■ Work instructions
Turn the lines of the records below into a numbered list, leaving out any blank lines.

** start of Input material **

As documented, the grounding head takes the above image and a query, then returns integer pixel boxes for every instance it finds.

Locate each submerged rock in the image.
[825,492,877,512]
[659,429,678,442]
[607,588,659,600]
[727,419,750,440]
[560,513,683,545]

** end of Input material **

■ Exercise answer
1. As documented, the grounding head takes the above image and a query, then returns integer pixel boxes for every instance it finds.
2. Locate each submerged rock in the image.
3. [825,492,877,512]
4. [659,429,678,442]
5. [607,588,659,600]
6. [727,419,750,440]
7. [560,513,683,545]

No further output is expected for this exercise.